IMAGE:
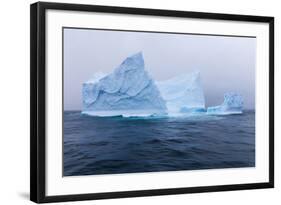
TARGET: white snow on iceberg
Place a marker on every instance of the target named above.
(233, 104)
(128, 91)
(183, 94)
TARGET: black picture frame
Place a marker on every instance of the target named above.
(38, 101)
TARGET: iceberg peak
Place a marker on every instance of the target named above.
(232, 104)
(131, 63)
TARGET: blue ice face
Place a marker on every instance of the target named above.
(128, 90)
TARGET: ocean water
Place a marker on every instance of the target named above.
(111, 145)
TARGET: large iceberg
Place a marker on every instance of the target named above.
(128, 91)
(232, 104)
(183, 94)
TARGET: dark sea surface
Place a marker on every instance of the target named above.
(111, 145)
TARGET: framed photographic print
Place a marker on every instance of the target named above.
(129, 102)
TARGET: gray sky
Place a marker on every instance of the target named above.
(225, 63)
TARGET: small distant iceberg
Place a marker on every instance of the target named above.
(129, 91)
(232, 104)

=== Your goal ===
Rescale the listing above by reproducing every line, requests included. Multiply each x and y coordinate of the marker points by 1.05 and round to the nearest whole number, with halves rounded up. Omit the pictures from your output.

=== Response to this exercise ===
IMAGE:
TARGET: white snow on iceberg
Place a marker on every instance of the target named above.
(245, 109)
(134, 96)
(192, 99)
TARGET: black picture frame
Place a marker on every instance of the target named above.
(40, 106)
TARGET: iceberg peak
Place a marker on every instance of the target named above.
(244, 109)
(138, 66)
TARGET: blue ice face
Place a marker on every instance of the target named above.
(134, 95)
TARGET: ocean water
Place a marker on every instance of the target named above.
(117, 152)
TARGET: large iceberg
Place a marker on every instance of the target named above.
(134, 96)
(244, 109)
(192, 99)
TARGET: dark sea surface
Place a marker on every instance of the target named above.
(117, 152)
TARGET: framed photographic print
Place a marker on every instance of the target named above.
(135, 107)
TARGET: gray sky
Place a marker on every instance of the target named above.
(236, 66)
TARGET: small distant iceberg
Place a marker on every instance of the target named above.
(135, 96)
(244, 109)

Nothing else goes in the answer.